Audio bridge 12 preferably includes a conventional microprocessor and a
memory or other storage medium for holding a set of machine language
instructions geared to carry out the present invention. Additionally,
audio bridge 12 customarily includes one or more modems designed to
receive the encoded bit streams arriving from the various conference
participants and/or transmit bit streams to the conference participants.
As will be described below, a set of machine language instructions is
provided to analyze each of the incoming bit streams, in order to estimate
relative energy levels between the underlying voice signals. The bridge
thereby identifies which bit stream represents the loudest underlying
signal and then outputs that selected bit stream via the modem or modems
to all of the conference participants until a new loudest signal is
selected.

**Listing:**
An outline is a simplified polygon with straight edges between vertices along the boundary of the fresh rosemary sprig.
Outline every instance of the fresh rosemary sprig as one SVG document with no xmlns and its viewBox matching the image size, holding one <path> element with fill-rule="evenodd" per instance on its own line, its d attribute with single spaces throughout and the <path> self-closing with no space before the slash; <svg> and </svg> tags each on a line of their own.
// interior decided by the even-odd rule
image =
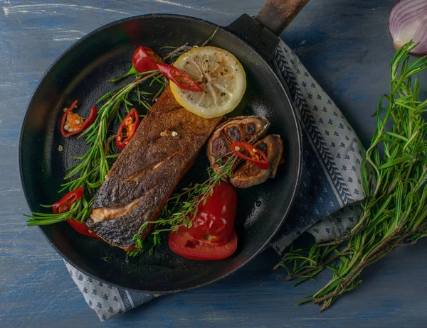
<svg viewBox="0 0 427 328">
<path fill-rule="evenodd" d="M 204 42 L 202 46 L 206 45 L 213 39 L 217 30 L 218 28 Z M 189 46 L 188 43 L 186 43 L 181 47 L 176 48 L 166 55 L 164 60 L 172 59 L 194 47 L 196 45 Z M 159 90 L 152 97 L 152 102 L 157 101 L 169 84 L 168 80 L 159 74 L 157 70 L 139 73 L 133 68 L 133 66 L 125 75 L 109 82 L 117 82 L 130 77 L 134 77 L 135 80 L 107 92 L 97 101 L 97 104 L 105 102 L 99 109 L 95 122 L 79 136 L 80 138 L 85 138 L 86 143 L 90 145 L 89 150 L 83 156 L 74 157 L 80 162 L 68 168 L 68 172 L 64 177 L 64 180 L 73 178 L 74 180 L 61 185 L 62 188 L 58 192 L 67 190 L 72 191 L 80 187 L 85 187 L 90 193 L 95 192 L 105 181 L 111 163 L 119 155 L 117 153 L 113 153 L 111 148 L 114 136 L 108 136 L 108 129 L 113 119 L 115 118 L 116 121 L 122 120 L 119 109 L 125 107 L 126 111 L 129 112 L 130 109 L 134 106 L 132 102 L 132 99 L 136 99 L 135 101 L 137 102 L 137 104 L 142 105 L 147 110 L 149 110 L 151 106 L 144 98 L 147 95 L 151 95 L 152 93 L 141 90 L 139 87 L 141 84 L 148 79 L 152 78 L 149 84 L 150 87 L 154 83 L 160 84 Z M 142 116 L 144 116 L 142 115 Z M 76 176 L 78 177 L 75 177 Z M 28 225 L 51 224 L 73 218 L 77 221 L 84 222 L 90 215 L 93 200 L 93 197 L 88 201 L 83 195 L 73 204 L 70 211 L 67 212 L 60 214 L 33 212 L 31 215 L 24 214 L 24 216 L 30 218 L 28 221 Z"/>
<path fill-rule="evenodd" d="M 377 127 L 362 169 L 367 198 L 359 222 L 344 237 L 291 251 L 276 266 L 286 268 L 287 280 L 300 278 L 296 284 L 325 268 L 332 271 L 331 280 L 301 302 L 323 302 L 321 312 L 358 286 L 367 266 L 427 236 L 427 122 L 422 117 L 427 100 L 419 100 L 420 84 L 413 80 L 427 68 L 427 60 L 411 63 L 414 47 L 408 43 L 391 60 L 390 93 L 380 99 Z"/>
<path fill-rule="evenodd" d="M 223 179 L 231 177 L 236 160 L 237 157 L 231 155 L 218 167 L 216 172 L 211 167 L 208 168 L 209 177 L 206 181 L 182 188 L 180 192 L 173 194 L 162 209 L 159 219 L 144 222 L 134 235 L 136 249 L 127 252 L 127 256 L 136 256 L 147 249 L 149 253 L 152 253 L 154 246 L 161 244 L 160 234 L 162 232 L 176 232 L 182 226 L 190 228 L 193 217 L 197 214 L 199 206 L 206 204 L 207 197 L 214 192 L 214 187 Z M 221 162 L 221 158 L 218 158 L 217 163 Z M 148 240 L 142 241 L 141 234 L 151 224 L 155 224 L 153 231 L 148 235 Z"/>
</svg>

**Objective:**
Summarize the passage about the audio bridge in two sentences. You won't need the material for this.

**Output of the task:**
The audio bridge typically has a conventional microprocessor, storage for machine language instructions, and one or more modems to receive and transmit the participants' encoded bit streams. The instructions analyze each incoming bit stream to estimate relative energy levels, and the bridge sends the stream with the loudest underlying signal to all participants until a new loudest signal is selected.